DESCRIPTION OF THE TASK -
Omit the images, then output each of the records below exactly.

Begin GIVEN ENTRIES

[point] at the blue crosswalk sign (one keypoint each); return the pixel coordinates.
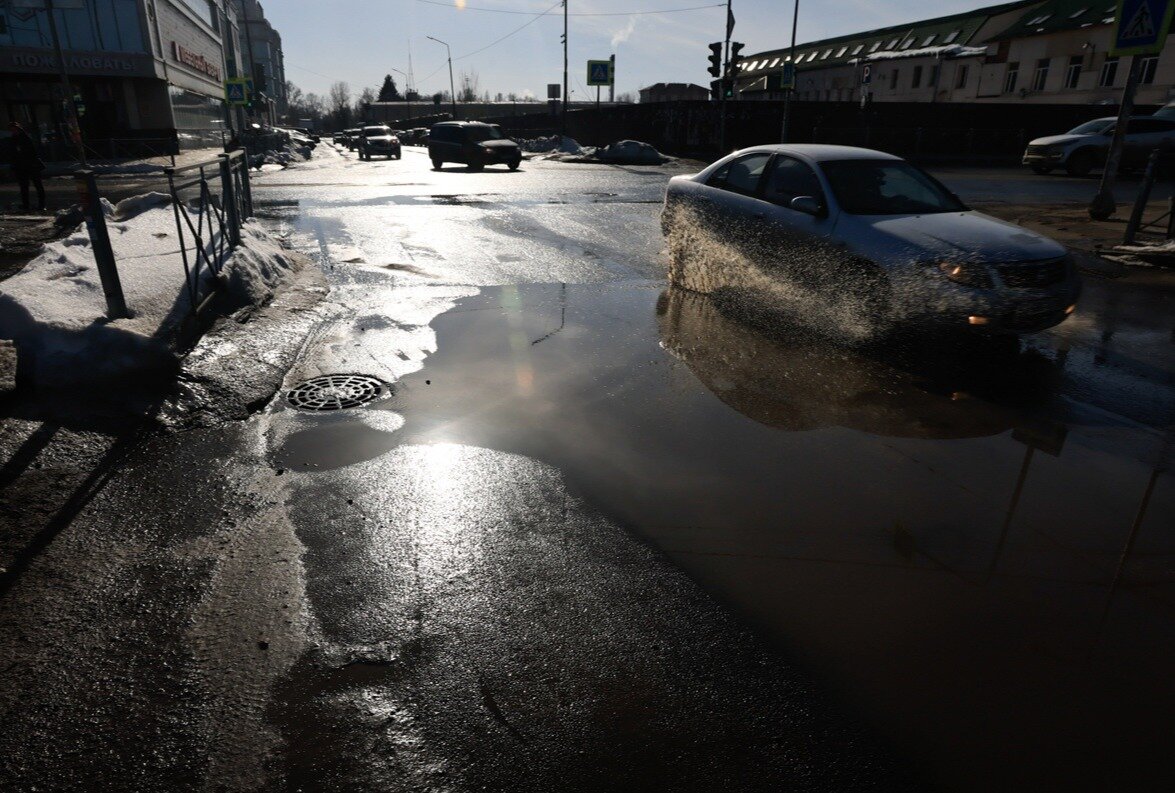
(1141, 26)
(599, 73)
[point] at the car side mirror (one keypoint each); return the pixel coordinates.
(807, 205)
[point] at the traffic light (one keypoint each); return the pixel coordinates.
(716, 60)
(736, 59)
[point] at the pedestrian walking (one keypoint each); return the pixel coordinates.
(26, 165)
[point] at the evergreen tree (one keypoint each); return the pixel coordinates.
(388, 91)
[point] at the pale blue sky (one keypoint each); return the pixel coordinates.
(361, 40)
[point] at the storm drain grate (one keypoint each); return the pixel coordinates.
(335, 392)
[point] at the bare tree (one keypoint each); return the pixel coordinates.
(338, 100)
(361, 105)
(470, 86)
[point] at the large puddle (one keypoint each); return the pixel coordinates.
(968, 543)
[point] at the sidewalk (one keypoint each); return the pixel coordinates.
(133, 167)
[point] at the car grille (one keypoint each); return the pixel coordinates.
(1033, 275)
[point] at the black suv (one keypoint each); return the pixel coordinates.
(471, 142)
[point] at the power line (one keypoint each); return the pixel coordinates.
(611, 13)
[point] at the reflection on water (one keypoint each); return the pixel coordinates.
(962, 545)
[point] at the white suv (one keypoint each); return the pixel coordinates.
(1083, 148)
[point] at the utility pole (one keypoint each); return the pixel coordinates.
(452, 89)
(1102, 205)
(565, 95)
(791, 59)
(73, 123)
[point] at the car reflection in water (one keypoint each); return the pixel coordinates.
(769, 369)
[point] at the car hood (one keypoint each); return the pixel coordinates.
(962, 236)
(1060, 140)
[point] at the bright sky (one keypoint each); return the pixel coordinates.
(362, 40)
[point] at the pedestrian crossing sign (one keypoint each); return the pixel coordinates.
(599, 73)
(1141, 26)
(236, 91)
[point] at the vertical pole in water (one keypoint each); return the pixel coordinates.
(228, 201)
(100, 243)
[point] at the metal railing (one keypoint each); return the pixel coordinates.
(210, 200)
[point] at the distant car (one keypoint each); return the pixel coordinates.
(472, 143)
(864, 230)
(1085, 147)
(377, 140)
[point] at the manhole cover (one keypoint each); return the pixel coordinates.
(335, 392)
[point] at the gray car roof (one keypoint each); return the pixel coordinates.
(823, 152)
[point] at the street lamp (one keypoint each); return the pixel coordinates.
(452, 91)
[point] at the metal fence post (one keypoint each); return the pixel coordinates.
(100, 243)
(246, 187)
(228, 200)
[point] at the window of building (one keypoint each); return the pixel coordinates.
(1040, 76)
(1149, 64)
(1073, 72)
(1108, 73)
(1011, 76)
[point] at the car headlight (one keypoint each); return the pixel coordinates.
(967, 274)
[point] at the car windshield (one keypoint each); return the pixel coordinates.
(478, 134)
(1092, 128)
(887, 187)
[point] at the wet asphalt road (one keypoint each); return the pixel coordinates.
(596, 533)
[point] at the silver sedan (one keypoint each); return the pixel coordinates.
(864, 240)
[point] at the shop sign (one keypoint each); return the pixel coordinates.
(195, 60)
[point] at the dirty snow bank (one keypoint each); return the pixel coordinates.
(566, 149)
(55, 311)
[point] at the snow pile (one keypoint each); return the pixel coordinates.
(555, 143)
(287, 155)
(632, 153)
(55, 311)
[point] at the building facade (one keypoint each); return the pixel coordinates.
(1039, 52)
(148, 74)
(262, 48)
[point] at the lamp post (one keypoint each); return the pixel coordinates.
(791, 59)
(452, 89)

End GIVEN ENTRIES

FULL SOLUTION -
[point] at the blue crosswalk sign (one keypoint each); return the pixel coordinates.
(1141, 26)
(599, 73)
[point] at the car side mirror (one keypoint each); return the pixel coordinates.
(807, 205)
[point] at the traffic light (one keypoint each); return the pixel coordinates.
(716, 60)
(736, 59)
[point] at the pedestrian walking (one keypoint each); return the pixel coordinates.
(26, 165)
[point] at the evergreen tree (one keypoint each); return the pixel coordinates.
(388, 91)
[point] at the pale blue sky (one keypoint each); return the pixel coordinates.
(361, 40)
[point] at the storm drain grate (one keypoint each); return the pixel coordinates.
(335, 392)
[point] at the bare tree (one keypoint each); return the pixel coordinates.
(338, 100)
(361, 105)
(470, 86)
[point] at the large puddle (one keypoint each); return the pixel coordinates.
(968, 543)
[point] at the sidewalk (one keypoint each); return the pixel coordinates.
(133, 167)
[point] at the car grille (one keypoint each); return the pixel coordinates.
(1033, 275)
[point] at the black suv (one keypoint each); return the pixel coordinates.
(471, 142)
[point] at the power line (one keypoint each); return the pixel coordinates.
(611, 13)
[point] at the reflection on water (one keypoint each); return the pixel coordinates.
(962, 545)
[point] at the white suv (one keypoint each); return the pixel coordinates.
(1083, 148)
[point] at the utility pole (one keypoint each); return the pixel coordinates.
(452, 89)
(1102, 205)
(565, 95)
(791, 59)
(73, 123)
[point] at the car reflection in water (one keypoint each); return the pixel coordinates.
(769, 369)
[point] at the car hood (one keypoint each); return the pixel coordinates.
(962, 236)
(1060, 140)
[point] at the bright sky (one keypoint each); return the pixel coordinates.
(362, 40)
[point] at the pedestrian crossing sign (one keypoint each); return the pixel coordinates.
(599, 73)
(1141, 26)
(236, 91)
[point] at the vertical pole in water (one keypoint each); return the pixel coordinates.
(228, 201)
(100, 243)
[point] at the metal railing (one keypoint each); return the pixel coordinates.
(210, 200)
[point] at the distant car (one keypoint each); return the pixel coordinates.
(472, 143)
(864, 230)
(1085, 147)
(377, 140)
[point] at the manhole cover (one keypoint each); return the pixel coordinates.
(335, 392)
[point] at the gray car roof (one keypoint each); return the pixel coordinates.
(823, 152)
[point] at the street lamp (one keypoint each); return the pixel coordinates.
(452, 91)
[point] at the metal fence post (one keypoint each); return the pixel coordinates.
(100, 243)
(246, 187)
(228, 200)
[point] at the window of building (one keypoint each); return the pixel coordinates.
(1040, 76)
(1149, 64)
(1073, 72)
(1108, 73)
(1011, 76)
[point] at the car headlight (one keypoint each); return the pixel coordinates.
(967, 274)
[point] at the car windshield (one keypoint each); return the pixel coordinates.
(478, 134)
(1092, 128)
(887, 187)
[point] at the wet asphalt road (one keypoint each); return the pixel coordinates.
(596, 533)
[point] at the silver sedan (one keypoint each); return the pixel coordinates.
(864, 240)
[point] at the shop sign (one keypoint each); return the pixel coordinates.
(195, 60)
[point] at the dirty snow bank (one keypoint each); return the pixel coordinates.
(566, 149)
(55, 311)
[point] at the snow pile (one keypoint each); return the pixel coordinates.
(555, 143)
(287, 155)
(632, 153)
(55, 311)
[point] at the building facade (one keypoint each); return the pixel coordinates.
(1039, 52)
(148, 74)
(262, 48)
[point] at the lamp post (one keypoint each); return the pixel coordinates.
(791, 59)
(452, 89)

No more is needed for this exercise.